→ DATA SUPPLIED:
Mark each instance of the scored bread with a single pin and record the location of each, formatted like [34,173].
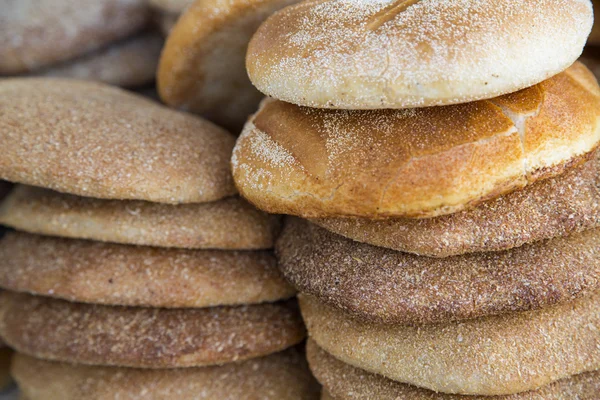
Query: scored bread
[103,273]
[202,66]
[489,356]
[128,63]
[280,376]
[349,383]
[379,285]
[146,337]
[38,33]
[418,162]
[230,223]
[95,140]
[554,207]
[355,54]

→ TASK PROMPT: Repeat each entry precisely as it appears. Leave the pictures out.

→ WRITTEN ANSWER:
Mark each instance of the scored bread with a single pin and record the location of each, formatted like [34,173].
Query: scored bread
[103,273]
[202,66]
[489,356]
[128,63]
[280,376]
[349,383]
[379,285]
[146,337]
[38,33]
[418,162]
[230,223]
[95,140]
[554,207]
[355,54]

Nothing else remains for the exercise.